Work to complete: Please copy out each of the entries below word for word, keeping every line in its original order.

_ _ _ _

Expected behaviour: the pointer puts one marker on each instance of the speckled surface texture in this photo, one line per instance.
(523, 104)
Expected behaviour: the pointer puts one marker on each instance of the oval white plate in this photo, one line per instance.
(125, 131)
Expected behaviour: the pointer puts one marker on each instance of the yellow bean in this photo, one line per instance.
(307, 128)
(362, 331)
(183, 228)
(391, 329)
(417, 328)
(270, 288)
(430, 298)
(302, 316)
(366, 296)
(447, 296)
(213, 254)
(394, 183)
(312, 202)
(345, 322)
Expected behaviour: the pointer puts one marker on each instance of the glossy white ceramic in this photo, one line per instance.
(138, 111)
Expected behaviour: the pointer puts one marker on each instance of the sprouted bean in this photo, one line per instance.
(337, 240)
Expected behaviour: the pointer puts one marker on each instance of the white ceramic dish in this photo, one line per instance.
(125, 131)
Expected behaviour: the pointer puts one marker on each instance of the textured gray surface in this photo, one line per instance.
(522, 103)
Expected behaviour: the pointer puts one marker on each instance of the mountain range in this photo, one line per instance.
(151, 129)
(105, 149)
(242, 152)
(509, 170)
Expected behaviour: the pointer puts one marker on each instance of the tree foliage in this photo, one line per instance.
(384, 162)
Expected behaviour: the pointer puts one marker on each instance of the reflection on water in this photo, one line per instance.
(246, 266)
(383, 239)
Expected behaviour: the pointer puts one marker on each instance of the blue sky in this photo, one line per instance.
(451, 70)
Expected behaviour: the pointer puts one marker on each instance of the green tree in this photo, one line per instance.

_ _ _ _

Full output:
Expected behaviour: the pointer puts one marker on each instance of the speckled surface texture in this photo, one line per instance.
(523, 104)
Expected behaviour: the pointer puts one marker on each instance of the oval white plate in this photo, one line per instance.
(125, 131)
Expected behaviour: the pointer puts one marker on each instance of the yellow bean in this photo, one line per instance.
(307, 128)
(362, 331)
(183, 228)
(391, 329)
(417, 328)
(270, 288)
(430, 298)
(302, 316)
(366, 296)
(447, 296)
(213, 254)
(394, 183)
(312, 202)
(345, 322)
Expected behaviour: the pointer puts one marker on each instance of the glossy white ceramic in this photo, one line per instance.
(138, 111)
Expected behaviour: the pointer puts one marker on each instance of the sprouted bean in this photo, one line per instance.
(337, 240)
Expected behaviour: the pointer puts one marker on each instance of the white ceramic dish in this photo, one line per instance.
(125, 131)
Expected behaviour: the pointer puts one marker on each instance of the textured gray surface in this photo, one line per instance.
(522, 103)
Expected behaviour: the pointer puts one marker on each instance of the mountain range in this photo, one line per instance.
(151, 129)
(105, 149)
(242, 152)
(509, 170)
Expected behaviour: the pointer puts one marker on each instance of the tree foliage in this photo, one line per instance.
(384, 162)
Expected behaviour: the pointer puts one marker on each instance of the reflection on water in this photo, one line per instance.
(246, 266)
(383, 239)
Expected behaviour: the pointer puts one marker on each instance of the blue sky in this photo, one line per instance.
(451, 70)
Expected behaviour: the pointer puts one marker on each instance of the green tree in this photo, one line per instance.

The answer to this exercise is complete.